* [Reading passage]
++++++
Answer Checking

IELTS Essay Evaluation: Breakthroughs In Medical Science.

The breakthroughs in medical science are by far the most significant advances in the world over the last two centuries. Discuss this statement and give your opinion.


Over the span of the last two centuries, the advances in science, especially in medical science, are the most significant in the world. However, (Wrong use of “However” – 1) some people opine that advances in the other critical fields like computer science and technology are outstanding. I disagree with them and believes believe (subject-verb disagreement) that breakthroughs in health science made an enormous impact on human’s life span and quality of life. 

1. “However” is used to express contrast within a context. Example: Eating sugar gives instant energy; however, it causes diabetes in the long run. Here, you are not expressing contrast within the same context. The correct sentence structure should be: “Though some people opine that compeer science has revolutionised the modern world, I believe that medical science has made a greater impact by increasing longevity and quality of life.”
++++++
* [Data to examine]

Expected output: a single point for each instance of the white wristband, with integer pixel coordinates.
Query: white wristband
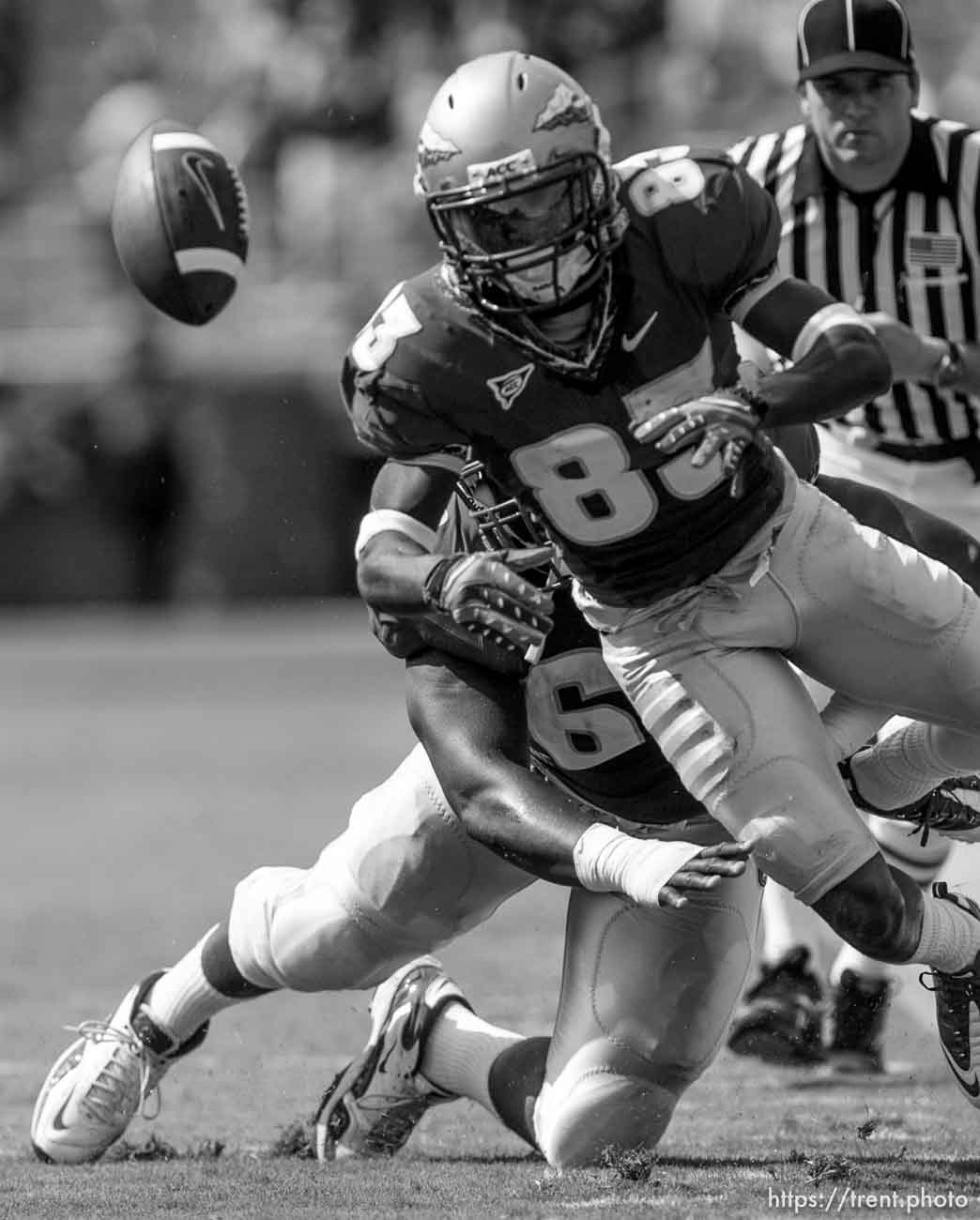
(608, 861)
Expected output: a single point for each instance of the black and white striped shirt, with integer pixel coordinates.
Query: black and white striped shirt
(911, 252)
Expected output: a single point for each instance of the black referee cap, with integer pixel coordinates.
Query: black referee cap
(834, 36)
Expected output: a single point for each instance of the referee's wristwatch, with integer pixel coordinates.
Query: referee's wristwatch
(951, 367)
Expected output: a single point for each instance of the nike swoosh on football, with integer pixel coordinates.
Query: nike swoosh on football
(56, 1121)
(631, 342)
(969, 1085)
(195, 166)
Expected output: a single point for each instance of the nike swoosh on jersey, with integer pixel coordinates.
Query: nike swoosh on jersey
(971, 1085)
(631, 342)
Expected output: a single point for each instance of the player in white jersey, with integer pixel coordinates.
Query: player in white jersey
(879, 206)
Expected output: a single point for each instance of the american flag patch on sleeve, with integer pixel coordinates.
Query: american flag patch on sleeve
(934, 249)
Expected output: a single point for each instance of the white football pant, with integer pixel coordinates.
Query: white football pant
(646, 995)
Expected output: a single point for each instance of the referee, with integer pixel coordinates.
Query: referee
(879, 206)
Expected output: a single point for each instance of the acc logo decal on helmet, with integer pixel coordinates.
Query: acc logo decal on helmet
(564, 108)
(483, 174)
(508, 386)
(434, 147)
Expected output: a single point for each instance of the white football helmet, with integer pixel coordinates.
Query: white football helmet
(514, 169)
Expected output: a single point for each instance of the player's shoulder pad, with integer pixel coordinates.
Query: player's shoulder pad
(704, 211)
(393, 364)
(411, 332)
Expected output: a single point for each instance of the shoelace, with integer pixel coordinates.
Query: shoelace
(942, 810)
(395, 1121)
(111, 1089)
(954, 993)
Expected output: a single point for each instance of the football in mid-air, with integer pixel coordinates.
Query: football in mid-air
(181, 222)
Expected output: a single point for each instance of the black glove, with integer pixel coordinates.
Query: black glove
(484, 594)
(725, 422)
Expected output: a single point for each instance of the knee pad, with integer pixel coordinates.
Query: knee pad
(578, 1121)
(294, 928)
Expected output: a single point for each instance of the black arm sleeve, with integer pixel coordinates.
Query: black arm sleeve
(472, 726)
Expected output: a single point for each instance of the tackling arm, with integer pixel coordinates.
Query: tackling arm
(837, 360)
(399, 572)
(472, 726)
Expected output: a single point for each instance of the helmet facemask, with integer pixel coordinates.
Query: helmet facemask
(531, 243)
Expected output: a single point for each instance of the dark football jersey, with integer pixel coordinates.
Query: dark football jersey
(584, 733)
(427, 373)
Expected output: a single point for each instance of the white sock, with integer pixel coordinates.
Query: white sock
(183, 999)
(850, 959)
(951, 936)
(908, 764)
(460, 1050)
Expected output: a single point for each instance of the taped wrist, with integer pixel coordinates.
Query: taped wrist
(755, 402)
(435, 584)
(608, 861)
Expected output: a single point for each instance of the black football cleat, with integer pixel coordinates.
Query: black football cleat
(857, 1037)
(781, 1017)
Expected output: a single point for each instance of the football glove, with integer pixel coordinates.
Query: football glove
(486, 596)
(724, 422)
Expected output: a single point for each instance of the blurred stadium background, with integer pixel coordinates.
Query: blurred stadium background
(147, 464)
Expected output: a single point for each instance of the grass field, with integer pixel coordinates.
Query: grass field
(145, 765)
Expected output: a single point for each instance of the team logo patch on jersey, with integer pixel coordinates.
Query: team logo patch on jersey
(508, 386)
(564, 108)
(940, 251)
(435, 147)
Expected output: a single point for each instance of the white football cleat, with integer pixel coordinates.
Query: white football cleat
(101, 1080)
(375, 1103)
(958, 1009)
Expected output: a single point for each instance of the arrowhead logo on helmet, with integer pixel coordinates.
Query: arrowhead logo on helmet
(564, 108)
(435, 147)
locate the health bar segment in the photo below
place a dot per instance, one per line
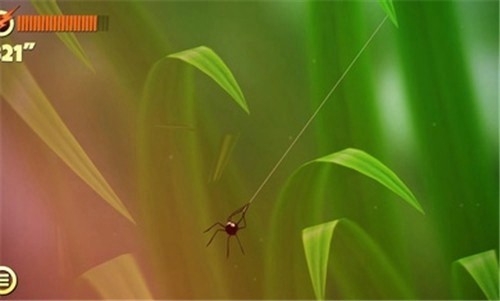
(81, 23)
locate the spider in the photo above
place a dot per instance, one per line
(231, 227)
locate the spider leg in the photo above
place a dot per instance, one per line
(227, 246)
(210, 228)
(241, 246)
(242, 219)
(213, 236)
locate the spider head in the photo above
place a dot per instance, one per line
(231, 228)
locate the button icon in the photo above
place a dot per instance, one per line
(8, 280)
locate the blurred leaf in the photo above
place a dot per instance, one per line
(369, 166)
(317, 242)
(118, 278)
(207, 61)
(225, 150)
(25, 96)
(388, 7)
(483, 268)
(50, 7)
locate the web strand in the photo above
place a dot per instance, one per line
(313, 116)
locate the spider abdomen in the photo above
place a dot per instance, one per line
(231, 228)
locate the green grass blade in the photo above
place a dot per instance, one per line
(388, 7)
(483, 268)
(69, 39)
(207, 61)
(317, 241)
(369, 166)
(24, 95)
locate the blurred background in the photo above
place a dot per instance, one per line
(423, 98)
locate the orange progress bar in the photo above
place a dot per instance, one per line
(73, 23)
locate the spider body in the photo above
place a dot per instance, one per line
(231, 228)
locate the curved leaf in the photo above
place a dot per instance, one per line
(207, 61)
(118, 278)
(369, 166)
(24, 95)
(317, 242)
(483, 268)
(388, 7)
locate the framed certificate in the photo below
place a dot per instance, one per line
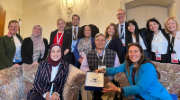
(94, 82)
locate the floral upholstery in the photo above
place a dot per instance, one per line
(10, 84)
(15, 83)
(169, 78)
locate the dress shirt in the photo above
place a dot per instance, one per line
(85, 67)
(18, 48)
(141, 42)
(159, 43)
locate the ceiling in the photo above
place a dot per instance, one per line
(135, 3)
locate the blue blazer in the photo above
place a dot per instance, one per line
(146, 82)
(76, 53)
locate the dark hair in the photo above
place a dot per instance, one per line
(75, 15)
(129, 34)
(115, 35)
(13, 21)
(94, 31)
(142, 60)
(149, 32)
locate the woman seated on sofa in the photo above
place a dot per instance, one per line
(35, 48)
(141, 74)
(51, 72)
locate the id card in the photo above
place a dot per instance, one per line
(81, 54)
(123, 42)
(158, 56)
(73, 45)
(174, 58)
(101, 66)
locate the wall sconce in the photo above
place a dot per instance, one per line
(68, 6)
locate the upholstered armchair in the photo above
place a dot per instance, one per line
(169, 78)
(15, 83)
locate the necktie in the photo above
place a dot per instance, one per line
(74, 37)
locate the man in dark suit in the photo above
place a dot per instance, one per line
(122, 25)
(74, 34)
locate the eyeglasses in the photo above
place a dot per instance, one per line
(120, 14)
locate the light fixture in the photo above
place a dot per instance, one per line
(68, 5)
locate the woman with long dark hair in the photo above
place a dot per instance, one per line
(158, 42)
(141, 74)
(133, 35)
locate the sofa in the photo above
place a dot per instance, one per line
(15, 83)
(169, 78)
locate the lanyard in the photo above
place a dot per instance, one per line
(120, 35)
(108, 42)
(102, 57)
(58, 40)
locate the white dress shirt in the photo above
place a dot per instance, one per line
(159, 43)
(141, 42)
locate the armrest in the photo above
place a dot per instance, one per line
(73, 84)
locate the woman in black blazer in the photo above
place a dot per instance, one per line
(62, 37)
(113, 42)
(133, 34)
(158, 42)
(35, 48)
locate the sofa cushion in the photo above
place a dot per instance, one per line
(169, 76)
(28, 76)
(74, 81)
(10, 83)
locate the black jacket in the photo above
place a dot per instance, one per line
(27, 51)
(67, 40)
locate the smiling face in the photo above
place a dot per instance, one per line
(153, 26)
(13, 28)
(87, 31)
(120, 15)
(131, 28)
(100, 42)
(37, 31)
(171, 26)
(111, 30)
(61, 25)
(55, 53)
(134, 54)
(75, 20)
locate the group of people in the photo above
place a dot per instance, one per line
(123, 43)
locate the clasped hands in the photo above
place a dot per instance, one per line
(54, 96)
(112, 88)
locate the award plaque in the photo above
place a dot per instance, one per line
(94, 81)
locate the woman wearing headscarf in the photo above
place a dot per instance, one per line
(35, 48)
(62, 37)
(51, 72)
(10, 47)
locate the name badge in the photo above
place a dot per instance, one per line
(73, 45)
(174, 58)
(158, 56)
(123, 42)
(81, 54)
(101, 66)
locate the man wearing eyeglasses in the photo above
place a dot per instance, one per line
(99, 58)
(120, 15)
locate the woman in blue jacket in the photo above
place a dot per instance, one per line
(83, 46)
(141, 75)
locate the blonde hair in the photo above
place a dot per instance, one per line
(166, 22)
(62, 20)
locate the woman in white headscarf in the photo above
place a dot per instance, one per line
(35, 48)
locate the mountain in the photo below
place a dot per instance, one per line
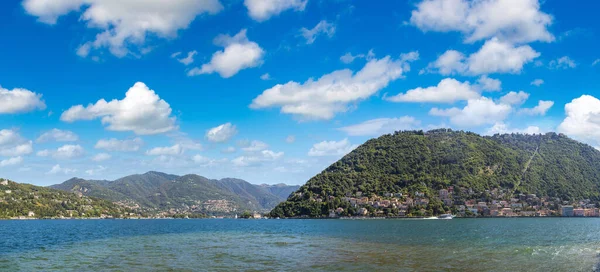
(25, 200)
(281, 190)
(472, 166)
(157, 192)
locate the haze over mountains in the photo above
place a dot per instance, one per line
(156, 192)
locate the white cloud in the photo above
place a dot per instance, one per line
++++++
* [Work to complete]
a - Decide whether each statement agrees with the essay evaluation: (i) the essay writer disagrees with people who consider advances in computer science and technology outstanding; (ii) the evaluation marks "believes" as a spelling error; (iii) the evaluation says "However" is used to express contrast within a context.
b - Print the part of the essay evaluation from "Answer Checking" up to and including "span and quality of life.".

* [Responses to the tasks]
a -
(i) Yes: "I disagree with them"
(ii) No: "believes believe (subject-verb disagreement)"
(iii) Yes: "“However” is used to express contrast within a context."

b -
Answer Checking

IELTS Essay Evaluation: Breakthroughs In Medical Science.

The breakthroughs in medical science are by far the most significant advances in the world over the last two centuries. Discuss this statement and give your opinion.


Over the span of the last two centuries, the advances in science, especially in medical science, are the most significant in the world. However, (Wrong use of “However” – 1) some people opine that advances in the other critical fields like computer science and technology are outstanding. I disagree with them and believes believe (subject-verb disagreement) that breakthroughs in health science made an enormous impact on human’s life span and quality of life.